- Saved entries

******

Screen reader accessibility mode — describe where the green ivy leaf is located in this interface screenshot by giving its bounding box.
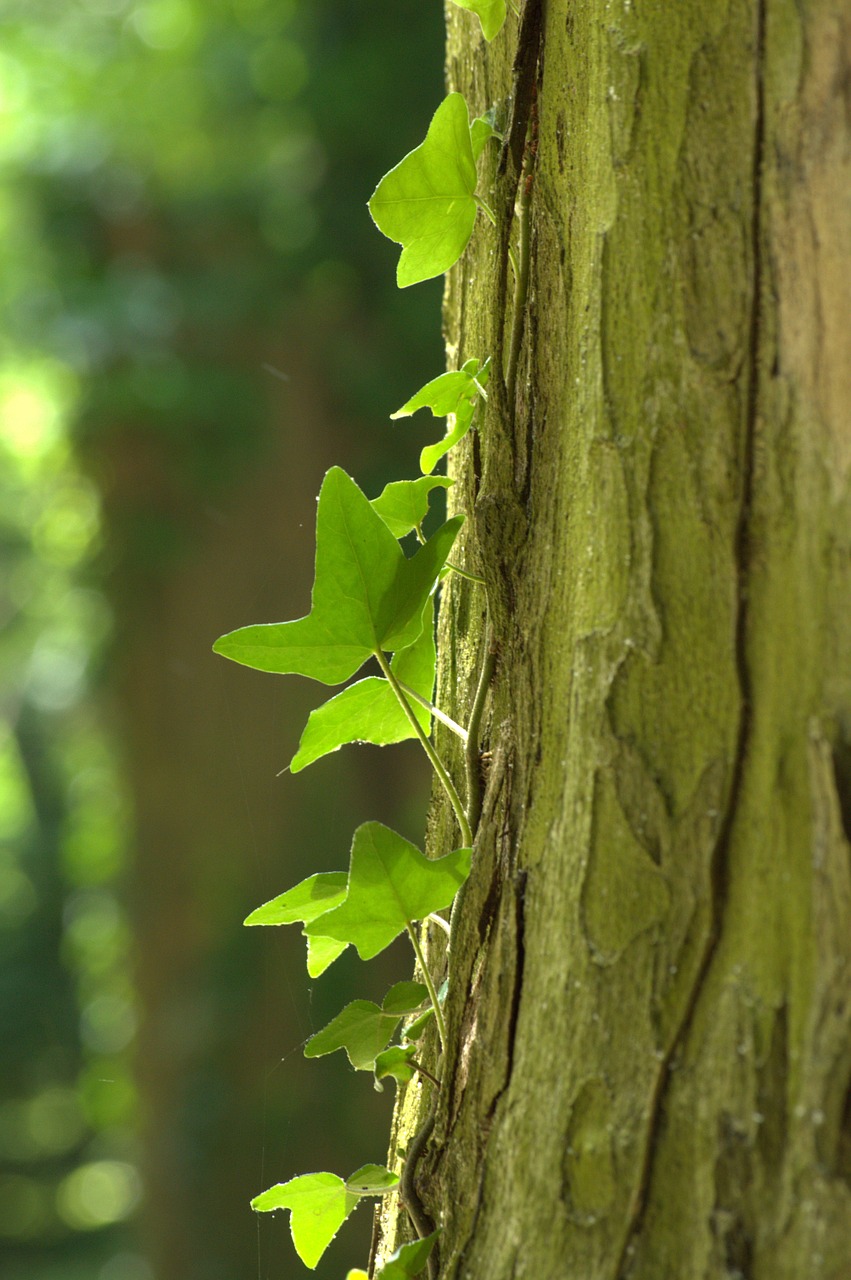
[307,937,346,978]
[244,872,348,924]
[244,872,348,978]
[375,1231,440,1280]
[305,1000,402,1071]
[212,467,462,685]
[289,596,435,773]
[370,93,476,289]
[456,0,507,41]
[305,982,429,1071]
[390,360,490,475]
[251,1165,399,1271]
[251,1174,358,1271]
[372,1044,417,1084]
[305,822,472,960]
[372,481,454,538]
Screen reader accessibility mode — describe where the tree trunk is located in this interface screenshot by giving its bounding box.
[383,0,851,1280]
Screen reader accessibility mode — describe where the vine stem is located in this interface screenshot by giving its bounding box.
[399,680,467,744]
[465,620,497,832]
[406,924,447,1057]
[412,522,488,586]
[375,649,472,849]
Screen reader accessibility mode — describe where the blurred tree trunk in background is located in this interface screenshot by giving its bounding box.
[376,0,851,1280]
[83,347,368,1280]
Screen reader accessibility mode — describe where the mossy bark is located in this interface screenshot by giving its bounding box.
[376,0,851,1280]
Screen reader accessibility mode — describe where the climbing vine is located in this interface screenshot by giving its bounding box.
[214,0,525,1280]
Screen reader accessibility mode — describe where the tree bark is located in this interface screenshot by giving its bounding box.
[378,0,851,1280]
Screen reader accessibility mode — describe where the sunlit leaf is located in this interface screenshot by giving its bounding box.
[289,596,435,773]
[251,1174,358,1271]
[454,0,507,41]
[244,872,348,978]
[305,822,471,960]
[251,1165,399,1271]
[307,937,347,978]
[372,478,454,538]
[244,872,348,924]
[370,93,476,288]
[305,1000,402,1071]
[305,982,429,1071]
[390,360,490,475]
[372,1044,417,1084]
[404,1007,434,1041]
[214,467,461,685]
[375,1231,440,1280]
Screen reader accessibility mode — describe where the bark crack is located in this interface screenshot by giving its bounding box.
[612,0,767,1280]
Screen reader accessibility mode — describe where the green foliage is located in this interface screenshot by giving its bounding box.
[372,1044,417,1084]
[390,360,490,475]
[305,822,472,960]
[251,1165,398,1271]
[454,0,508,41]
[215,0,517,1280]
[214,467,462,685]
[375,1231,439,1280]
[305,982,429,1071]
[370,93,477,289]
[244,872,348,978]
[289,598,436,773]
[372,476,454,538]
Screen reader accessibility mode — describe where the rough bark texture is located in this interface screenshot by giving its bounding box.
[376,0,851,1280]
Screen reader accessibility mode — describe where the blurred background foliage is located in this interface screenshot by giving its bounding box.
[0,0,443,1280]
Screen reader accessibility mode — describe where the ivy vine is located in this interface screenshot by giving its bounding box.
[214,0,523,1280]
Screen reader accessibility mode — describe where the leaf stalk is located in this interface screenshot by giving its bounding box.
[375,649,472,849]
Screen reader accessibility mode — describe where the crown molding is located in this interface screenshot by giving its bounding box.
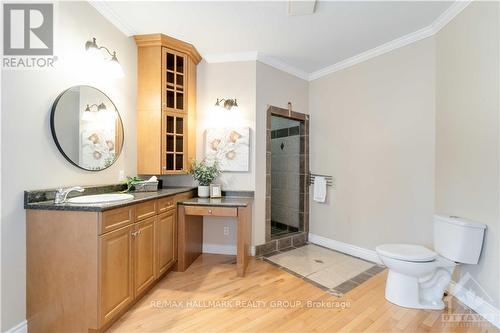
[203,51,258,64]
[88,0,137,37]
[257,53,309,81]
[88,0,473,81]
[308,1,472,81]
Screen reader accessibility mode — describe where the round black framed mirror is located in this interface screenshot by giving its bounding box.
[50,86,124,171]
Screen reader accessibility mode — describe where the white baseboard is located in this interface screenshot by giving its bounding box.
[448,281,500,328]
[202,243,236,255]
[5,320,28,333]
[309,233,382,265]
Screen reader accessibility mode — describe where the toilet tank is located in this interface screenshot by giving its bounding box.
[434,215,486,264]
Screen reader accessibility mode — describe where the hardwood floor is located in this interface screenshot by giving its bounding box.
[108,254,498,333]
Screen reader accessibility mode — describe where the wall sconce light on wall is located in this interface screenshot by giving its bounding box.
[215,98,238,110]
[85,38,125,78]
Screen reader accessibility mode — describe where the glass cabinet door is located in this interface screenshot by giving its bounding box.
[162,48,186,112]
[163,113,186,173]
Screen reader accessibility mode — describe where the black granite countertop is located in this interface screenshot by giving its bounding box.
[178,196,253,207]
[24,187,196,212]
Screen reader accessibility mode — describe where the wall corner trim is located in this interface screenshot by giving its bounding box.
[447,281,500,328]
[309,233,382,265]
[5,320,28,333]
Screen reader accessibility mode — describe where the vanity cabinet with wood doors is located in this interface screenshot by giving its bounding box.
[134,34,201,175]
[26,190,194,332]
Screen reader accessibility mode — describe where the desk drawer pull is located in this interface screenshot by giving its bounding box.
[184,206,238,217]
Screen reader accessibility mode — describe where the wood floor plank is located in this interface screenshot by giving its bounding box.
[109,254,499,333]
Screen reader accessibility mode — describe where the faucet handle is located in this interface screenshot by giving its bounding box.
[54,186,85,204]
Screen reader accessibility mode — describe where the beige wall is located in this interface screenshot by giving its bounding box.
[1,2,136,331]
[253,62,309,245]
[309,38,435,250]
[436,2,500,308]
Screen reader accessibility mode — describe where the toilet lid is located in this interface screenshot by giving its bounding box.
[376,244,438,262]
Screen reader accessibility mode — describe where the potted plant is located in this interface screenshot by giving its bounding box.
[189,160,220,198]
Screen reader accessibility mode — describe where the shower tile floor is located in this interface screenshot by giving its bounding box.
[264,244,384,295]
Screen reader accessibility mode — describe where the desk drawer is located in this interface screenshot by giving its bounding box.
[158,196,175,214]
[99,206,134,234]
[184,206,238,216]
[135,200,156,221]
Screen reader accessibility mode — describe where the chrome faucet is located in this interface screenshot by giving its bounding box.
[54,186,85,203]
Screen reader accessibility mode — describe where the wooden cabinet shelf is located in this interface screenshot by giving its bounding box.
[134,34,201,174]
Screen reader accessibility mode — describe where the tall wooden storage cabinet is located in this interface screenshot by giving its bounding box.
[134,34,201,175]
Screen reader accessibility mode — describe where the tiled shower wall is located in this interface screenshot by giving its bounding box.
[271,121,300,229]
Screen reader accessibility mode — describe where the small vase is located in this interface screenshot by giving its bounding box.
[198,185,210,198]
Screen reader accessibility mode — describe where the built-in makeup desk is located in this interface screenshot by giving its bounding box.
[177,197,253,276]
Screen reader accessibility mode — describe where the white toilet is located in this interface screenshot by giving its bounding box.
[376,215,486,310]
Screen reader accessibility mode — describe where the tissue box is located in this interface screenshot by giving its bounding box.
[134,181,158,192]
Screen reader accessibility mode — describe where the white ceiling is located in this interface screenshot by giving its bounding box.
[93,1,453,75]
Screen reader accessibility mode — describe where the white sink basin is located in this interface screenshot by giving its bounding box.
[66,193,134,204]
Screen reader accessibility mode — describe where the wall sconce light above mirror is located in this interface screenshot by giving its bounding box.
[215,98,239,111]
[85,38,125,78]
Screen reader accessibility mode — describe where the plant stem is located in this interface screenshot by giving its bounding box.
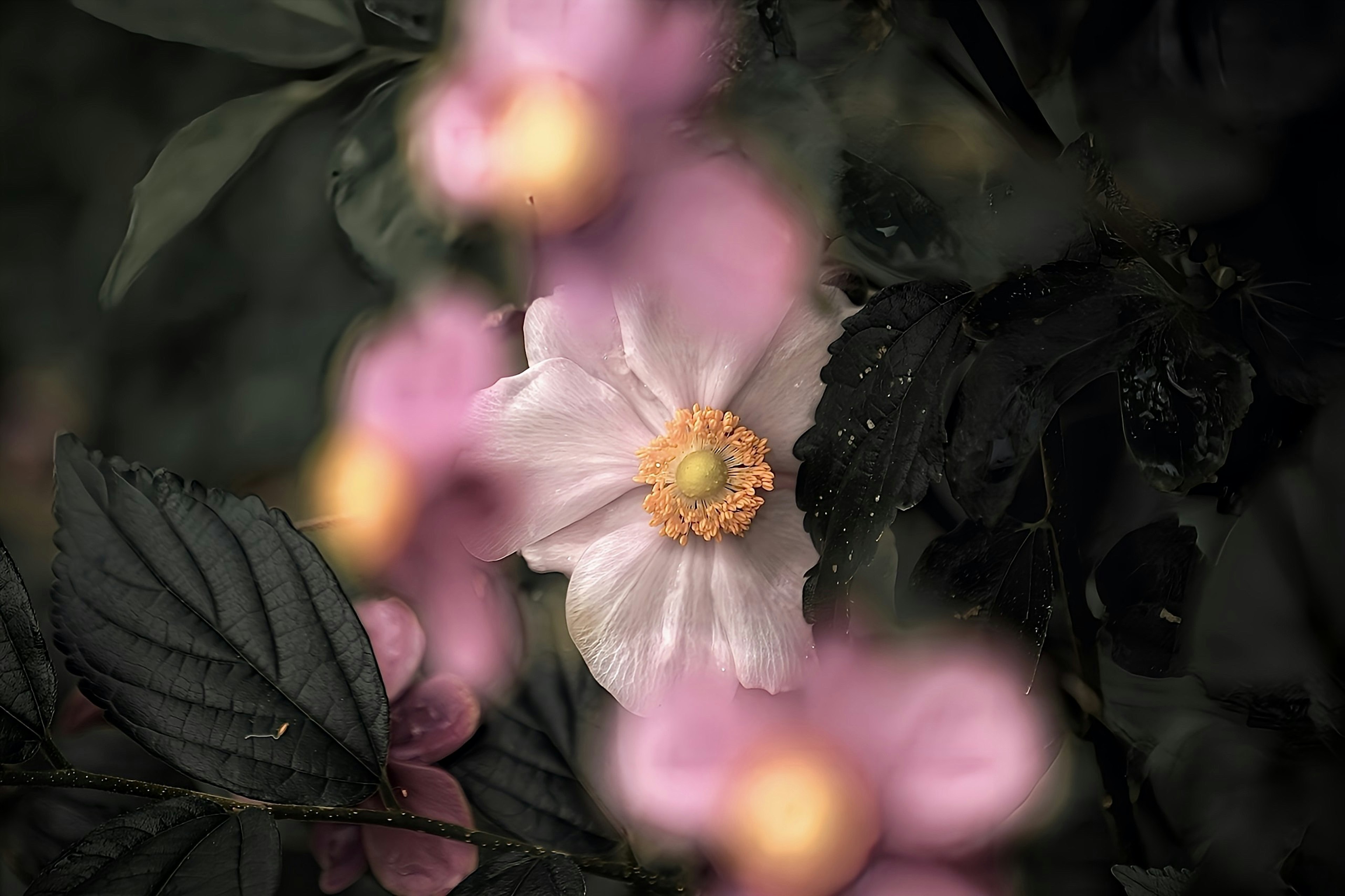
[0,768,686,893]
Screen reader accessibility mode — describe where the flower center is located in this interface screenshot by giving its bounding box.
[635,405,775,545]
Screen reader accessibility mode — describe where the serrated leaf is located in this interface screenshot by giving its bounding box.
[440,654,620,854]
[98,50,412,305]
[947,261,1170,525]
[53,435,387,806]
[1111,865,1194,896]
[26,797,280,896]
[1118,313,1254,492]
[453,853,588,896]
[909,519,1057,657]
[0,543,56,763]
[74,0,365,69]
[328,78,449,283]
[794,281,971,621]
[1094,516,1204,678]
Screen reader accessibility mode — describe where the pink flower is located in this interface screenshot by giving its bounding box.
[312,599,480,896]
[464,195,849,712]
[409,0,721,233]
[612,644,1050,896]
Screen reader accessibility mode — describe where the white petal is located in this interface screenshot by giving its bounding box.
[565,519,730,713]
[726,286,858,472]
[615,286,791,413]
[523,278,674,432]
[463,358,654,560]
[523,484,650,576]
[713,488,818,693]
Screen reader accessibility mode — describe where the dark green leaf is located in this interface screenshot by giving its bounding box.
[911,519,1057,657]
[1119,313,1254,492]
[1111,865,1194,896]
[947,261,1172,525]
[74,0,365,69]
[53,435,387,806]
[1094,516,1204,678]
[0,543,56,763]
[26,797,280,896]
[453,853,588,896]
[794,281,971,621]
[328,78,460,283]
[99,50,409,305]
[441,654,620,854]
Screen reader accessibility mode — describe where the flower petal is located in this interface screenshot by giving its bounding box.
[711,488,818,694]
[464,358,652,560]
[387,673,482,763]
[308,822,368,893]
[729,286,857,474]
[523,486,650,576]
[363,762,476,896]
[565,521,732,713]
[355,597,425,701]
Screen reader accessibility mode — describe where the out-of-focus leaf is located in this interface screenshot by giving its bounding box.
[1094,516,1204,678]
[794,281,971,621]
[26,797,280,896]
[53,435,387,806]
[0,543,56,763]
[1111,865,1194,896]
[453,853,588,896]
[947,261,1175,525]
[328,78,449,283]
[74,0,365,69]
[911,519,1057,657]
[99,50,413,305]
[1118,313,1255,492]
[440,653,620,854]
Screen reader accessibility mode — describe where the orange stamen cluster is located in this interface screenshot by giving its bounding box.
[635,405,775,545]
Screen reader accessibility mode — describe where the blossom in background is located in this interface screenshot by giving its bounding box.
[312,599,480,896]
[312,292,520,692]
[611,635,1052,896]
[408,0,721,233]
[464,227,849,710]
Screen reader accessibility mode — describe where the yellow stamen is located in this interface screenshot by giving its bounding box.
[635,405,775,545]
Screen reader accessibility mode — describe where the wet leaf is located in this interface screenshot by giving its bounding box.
[26,797,280,896]
[794,281,971,621]
[0,543,56,763]
[74,0,365,69]
[909,519,1058,657]
[53,435,387,806]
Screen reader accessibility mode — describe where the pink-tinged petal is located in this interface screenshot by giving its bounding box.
[609,673,773,837]
[363,762,476,896]
[387,673,482,763]
[355,597,425,700]
[870,651,1052,856]
[523,278,675,432]
[522,486,650,576]
[843,860,1003,896]
[729,286,857,474]
[565,521,733,713]
[711,488,818,693]
[463,358,652,560]
[344,293,506,476]
[308,824,368,893]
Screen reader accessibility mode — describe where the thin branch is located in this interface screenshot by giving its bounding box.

******

- TASK DIRECTIONS
Please copy out the stretch from the line that contains "Screen reader accessibility mode — describe where the vine" through the line that contains "[378,0,851,1280]", including both of those lines and the requests. Shift every bounding box coordinate in the answers by -69.

- OUTPUT FOR THIS EXERCISE
Screen reader accessibility mode — describe where the vine stem is located in this interface screenshot by giving its bounding box.
[330,611,398,675]
[396,551,428,763]
[337,855,378,988]
[343,453,419,517]
[306,580,403,780]
Screen reader accessibility mode — describe where the blurred tree trunk in background is located in this interface screenshot by giving its bounding box.
[307,-69,782,1211]
[14,278,299,1211]
Screen reader accessibility mode — describe where the mossy bark is located in this interface screenshot by giving its bounding box.
[307,-69,782,1211]
Screen reader accessibility mode — describe where the climbing vine is located in this interface screenshot by giving its bounding box.
[145,-69,456,1211]
Screen reader accessibility mode — describe where the tree bark is located in this interface screenshot by giving its bounding box.
[309,-69,782,1211]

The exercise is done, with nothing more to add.